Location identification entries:
---*---
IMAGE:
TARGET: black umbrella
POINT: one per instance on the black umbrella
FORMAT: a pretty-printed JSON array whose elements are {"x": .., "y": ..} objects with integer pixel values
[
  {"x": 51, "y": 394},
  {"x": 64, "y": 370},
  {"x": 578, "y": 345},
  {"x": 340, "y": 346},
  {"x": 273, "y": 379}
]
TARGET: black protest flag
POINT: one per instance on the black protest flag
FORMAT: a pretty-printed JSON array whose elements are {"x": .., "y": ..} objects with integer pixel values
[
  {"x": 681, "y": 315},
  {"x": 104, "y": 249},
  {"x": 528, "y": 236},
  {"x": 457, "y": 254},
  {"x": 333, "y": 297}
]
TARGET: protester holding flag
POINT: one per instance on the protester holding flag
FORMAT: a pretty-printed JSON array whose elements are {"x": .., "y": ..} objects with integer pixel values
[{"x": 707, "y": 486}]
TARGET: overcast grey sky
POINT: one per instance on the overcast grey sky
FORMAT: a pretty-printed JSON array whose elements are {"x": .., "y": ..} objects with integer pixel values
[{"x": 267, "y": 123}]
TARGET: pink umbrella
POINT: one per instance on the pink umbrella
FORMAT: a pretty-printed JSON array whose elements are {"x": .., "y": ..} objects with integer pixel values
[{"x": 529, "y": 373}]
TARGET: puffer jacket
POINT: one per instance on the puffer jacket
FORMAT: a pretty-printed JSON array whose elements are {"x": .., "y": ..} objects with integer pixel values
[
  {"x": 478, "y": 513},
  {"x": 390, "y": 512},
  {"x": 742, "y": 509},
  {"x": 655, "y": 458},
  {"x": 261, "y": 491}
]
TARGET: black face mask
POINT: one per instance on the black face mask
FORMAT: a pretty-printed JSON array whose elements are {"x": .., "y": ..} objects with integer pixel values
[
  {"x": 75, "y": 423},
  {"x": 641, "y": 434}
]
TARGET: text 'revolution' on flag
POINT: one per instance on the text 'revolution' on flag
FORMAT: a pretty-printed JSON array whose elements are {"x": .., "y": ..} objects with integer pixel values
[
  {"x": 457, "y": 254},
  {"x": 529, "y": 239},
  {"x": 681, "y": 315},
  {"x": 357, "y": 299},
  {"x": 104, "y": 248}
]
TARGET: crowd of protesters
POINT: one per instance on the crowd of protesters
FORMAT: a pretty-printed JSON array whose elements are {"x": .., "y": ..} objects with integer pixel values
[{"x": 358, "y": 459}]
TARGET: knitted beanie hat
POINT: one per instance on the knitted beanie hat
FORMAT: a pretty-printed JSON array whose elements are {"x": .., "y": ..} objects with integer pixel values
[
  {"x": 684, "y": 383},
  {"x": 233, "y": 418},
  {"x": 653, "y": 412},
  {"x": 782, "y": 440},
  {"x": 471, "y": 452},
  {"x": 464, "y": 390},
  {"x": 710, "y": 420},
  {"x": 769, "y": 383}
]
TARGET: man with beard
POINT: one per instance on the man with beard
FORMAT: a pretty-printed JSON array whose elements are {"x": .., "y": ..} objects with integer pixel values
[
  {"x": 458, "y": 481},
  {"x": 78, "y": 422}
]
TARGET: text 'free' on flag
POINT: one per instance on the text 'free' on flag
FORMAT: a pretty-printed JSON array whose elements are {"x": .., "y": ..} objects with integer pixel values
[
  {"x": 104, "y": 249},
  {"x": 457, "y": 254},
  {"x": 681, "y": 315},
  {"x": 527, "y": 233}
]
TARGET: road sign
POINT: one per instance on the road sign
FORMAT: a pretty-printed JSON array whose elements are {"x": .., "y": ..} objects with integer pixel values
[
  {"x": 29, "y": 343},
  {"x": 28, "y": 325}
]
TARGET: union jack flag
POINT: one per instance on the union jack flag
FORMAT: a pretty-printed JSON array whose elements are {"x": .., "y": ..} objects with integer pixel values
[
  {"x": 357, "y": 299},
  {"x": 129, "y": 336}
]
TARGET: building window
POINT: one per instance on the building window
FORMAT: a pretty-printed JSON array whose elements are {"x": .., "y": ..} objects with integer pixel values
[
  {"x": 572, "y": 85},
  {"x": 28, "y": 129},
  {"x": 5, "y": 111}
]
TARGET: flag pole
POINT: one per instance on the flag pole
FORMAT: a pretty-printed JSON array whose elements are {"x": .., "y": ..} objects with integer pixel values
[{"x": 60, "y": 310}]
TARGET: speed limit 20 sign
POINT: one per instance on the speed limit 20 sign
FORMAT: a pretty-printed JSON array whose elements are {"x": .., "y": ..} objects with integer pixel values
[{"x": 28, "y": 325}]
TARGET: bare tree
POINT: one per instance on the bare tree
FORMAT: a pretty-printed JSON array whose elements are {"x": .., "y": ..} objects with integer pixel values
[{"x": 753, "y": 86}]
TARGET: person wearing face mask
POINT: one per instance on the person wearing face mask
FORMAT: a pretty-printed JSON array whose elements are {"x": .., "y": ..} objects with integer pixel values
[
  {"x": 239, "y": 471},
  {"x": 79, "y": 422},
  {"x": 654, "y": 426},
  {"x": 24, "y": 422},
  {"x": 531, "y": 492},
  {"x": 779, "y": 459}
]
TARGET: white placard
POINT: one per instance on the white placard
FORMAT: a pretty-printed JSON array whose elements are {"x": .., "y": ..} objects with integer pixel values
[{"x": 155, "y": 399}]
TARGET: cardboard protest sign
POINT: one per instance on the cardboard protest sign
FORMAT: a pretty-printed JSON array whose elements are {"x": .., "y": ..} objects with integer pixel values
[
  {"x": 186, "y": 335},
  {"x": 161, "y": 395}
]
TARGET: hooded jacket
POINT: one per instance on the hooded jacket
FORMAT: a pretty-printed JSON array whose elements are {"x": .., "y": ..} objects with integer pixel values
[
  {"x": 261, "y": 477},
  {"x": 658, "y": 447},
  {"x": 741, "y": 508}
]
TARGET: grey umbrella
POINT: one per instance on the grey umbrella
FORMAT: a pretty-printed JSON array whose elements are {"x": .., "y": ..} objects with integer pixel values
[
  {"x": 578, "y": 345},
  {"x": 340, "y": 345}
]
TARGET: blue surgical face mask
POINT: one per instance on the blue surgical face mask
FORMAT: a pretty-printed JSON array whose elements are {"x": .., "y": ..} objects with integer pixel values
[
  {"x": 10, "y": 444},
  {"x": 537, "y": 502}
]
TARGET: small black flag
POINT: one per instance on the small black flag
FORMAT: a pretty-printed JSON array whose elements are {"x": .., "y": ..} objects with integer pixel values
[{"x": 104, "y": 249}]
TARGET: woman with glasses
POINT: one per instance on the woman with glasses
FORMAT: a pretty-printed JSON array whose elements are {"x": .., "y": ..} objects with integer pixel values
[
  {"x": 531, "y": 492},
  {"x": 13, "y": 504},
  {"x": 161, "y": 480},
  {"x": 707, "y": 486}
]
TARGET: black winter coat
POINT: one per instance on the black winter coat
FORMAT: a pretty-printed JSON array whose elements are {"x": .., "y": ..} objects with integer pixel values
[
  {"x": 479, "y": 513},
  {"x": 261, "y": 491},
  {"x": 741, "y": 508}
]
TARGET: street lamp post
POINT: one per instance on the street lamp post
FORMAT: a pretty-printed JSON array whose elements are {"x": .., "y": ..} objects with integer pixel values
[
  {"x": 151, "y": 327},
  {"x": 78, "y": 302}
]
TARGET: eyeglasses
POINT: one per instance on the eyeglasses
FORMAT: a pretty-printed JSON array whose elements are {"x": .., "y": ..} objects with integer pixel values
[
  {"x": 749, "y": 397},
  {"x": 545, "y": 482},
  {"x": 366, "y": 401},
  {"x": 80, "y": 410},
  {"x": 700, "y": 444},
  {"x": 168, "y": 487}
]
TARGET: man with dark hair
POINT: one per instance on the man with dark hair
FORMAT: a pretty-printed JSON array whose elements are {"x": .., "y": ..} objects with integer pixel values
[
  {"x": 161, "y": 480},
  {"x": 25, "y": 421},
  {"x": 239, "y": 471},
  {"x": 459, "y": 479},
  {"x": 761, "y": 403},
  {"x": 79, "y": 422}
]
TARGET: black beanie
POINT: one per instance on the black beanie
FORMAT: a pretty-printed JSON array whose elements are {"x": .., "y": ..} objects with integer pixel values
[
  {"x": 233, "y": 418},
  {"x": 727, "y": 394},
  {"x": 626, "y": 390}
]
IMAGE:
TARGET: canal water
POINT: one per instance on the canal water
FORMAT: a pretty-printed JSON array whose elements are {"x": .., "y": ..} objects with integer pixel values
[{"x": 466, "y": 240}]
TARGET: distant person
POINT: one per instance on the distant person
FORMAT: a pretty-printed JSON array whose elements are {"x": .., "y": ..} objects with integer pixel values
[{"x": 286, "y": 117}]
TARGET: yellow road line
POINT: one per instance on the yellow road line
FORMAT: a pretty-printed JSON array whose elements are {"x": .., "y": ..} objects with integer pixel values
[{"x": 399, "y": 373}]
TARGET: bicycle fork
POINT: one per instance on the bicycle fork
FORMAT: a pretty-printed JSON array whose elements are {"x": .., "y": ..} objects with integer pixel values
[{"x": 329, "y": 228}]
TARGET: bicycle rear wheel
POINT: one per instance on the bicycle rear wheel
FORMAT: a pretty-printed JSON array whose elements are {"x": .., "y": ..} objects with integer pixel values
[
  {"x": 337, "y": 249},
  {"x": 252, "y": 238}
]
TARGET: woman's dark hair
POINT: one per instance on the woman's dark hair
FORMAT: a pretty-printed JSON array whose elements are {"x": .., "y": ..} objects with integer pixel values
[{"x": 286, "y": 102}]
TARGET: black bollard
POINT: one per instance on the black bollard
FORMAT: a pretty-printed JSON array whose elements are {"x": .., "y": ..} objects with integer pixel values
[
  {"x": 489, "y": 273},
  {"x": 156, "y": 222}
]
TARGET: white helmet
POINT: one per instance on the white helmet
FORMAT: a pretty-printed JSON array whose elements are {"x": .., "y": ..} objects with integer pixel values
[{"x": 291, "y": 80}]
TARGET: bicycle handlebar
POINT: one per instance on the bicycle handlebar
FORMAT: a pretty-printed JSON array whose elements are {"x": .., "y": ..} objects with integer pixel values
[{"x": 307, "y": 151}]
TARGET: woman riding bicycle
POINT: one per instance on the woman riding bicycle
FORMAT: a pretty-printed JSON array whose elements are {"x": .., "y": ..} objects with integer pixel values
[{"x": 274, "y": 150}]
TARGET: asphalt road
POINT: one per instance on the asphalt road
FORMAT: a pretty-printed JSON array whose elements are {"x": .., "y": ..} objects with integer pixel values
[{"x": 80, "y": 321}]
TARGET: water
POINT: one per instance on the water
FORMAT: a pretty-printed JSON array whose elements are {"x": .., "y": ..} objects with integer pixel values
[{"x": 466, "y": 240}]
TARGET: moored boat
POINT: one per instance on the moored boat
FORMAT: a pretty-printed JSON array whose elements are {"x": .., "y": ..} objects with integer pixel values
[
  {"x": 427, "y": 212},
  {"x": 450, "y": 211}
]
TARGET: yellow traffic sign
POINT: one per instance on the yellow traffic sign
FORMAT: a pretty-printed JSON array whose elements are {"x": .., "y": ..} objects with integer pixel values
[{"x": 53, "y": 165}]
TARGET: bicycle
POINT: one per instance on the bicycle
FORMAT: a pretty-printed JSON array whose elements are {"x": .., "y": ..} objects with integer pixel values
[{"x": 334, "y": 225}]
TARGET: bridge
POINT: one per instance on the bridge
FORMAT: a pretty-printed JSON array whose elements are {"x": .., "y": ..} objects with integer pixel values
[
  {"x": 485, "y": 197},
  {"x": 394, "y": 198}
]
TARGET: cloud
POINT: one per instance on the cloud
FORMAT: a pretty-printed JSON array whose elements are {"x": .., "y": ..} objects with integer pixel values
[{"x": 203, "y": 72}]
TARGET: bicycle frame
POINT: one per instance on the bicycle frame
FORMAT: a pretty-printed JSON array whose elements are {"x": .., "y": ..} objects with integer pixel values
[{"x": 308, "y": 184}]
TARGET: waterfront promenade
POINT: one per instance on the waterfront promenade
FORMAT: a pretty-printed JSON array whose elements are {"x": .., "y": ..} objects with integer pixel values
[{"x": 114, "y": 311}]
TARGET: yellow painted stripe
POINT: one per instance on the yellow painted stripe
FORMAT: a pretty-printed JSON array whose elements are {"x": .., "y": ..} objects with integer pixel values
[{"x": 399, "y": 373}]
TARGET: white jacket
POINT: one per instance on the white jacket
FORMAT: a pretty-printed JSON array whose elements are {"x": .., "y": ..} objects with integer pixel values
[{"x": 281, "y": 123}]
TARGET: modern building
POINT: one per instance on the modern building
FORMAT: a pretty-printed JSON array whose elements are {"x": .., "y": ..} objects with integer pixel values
---*---
### Directions for this task
Quote only the lines from the one containing "TARGET: waterfront promenade" through the final line of the records, with both ends included.

### Solution for this exercise
TARGET: waterfront promenade
POINT: one per instance on the waterfront promenade
FORMAT: a pretty-printed JSON array whose elements are {"x": .., "y": ..} objects with integer pixel values
[{"x": 114, "y": 311}]
TARGET: yellow painted stripe
POINT: one per instance on the yellow painted stripe
FORMAT: a pretty-printed JSON array whose elements are {"x": .., "y": ..} objects with integer pixel values
[{"x": 399, "y": 373}]
TARGET: white jacket
POINT: one per instance on the white jacket
FORMAT: a pretty-printed JSON array whose elements are {"x": .., "y": ..} objects with integer pixel values
[{"x": 281, "y": 123}]
TARGET: modern building
POINT: one per instance on the modern building
FORMAT: a pretty-printed JSON array whose elements are {"x": .., "y": ..} objects with integer pixel values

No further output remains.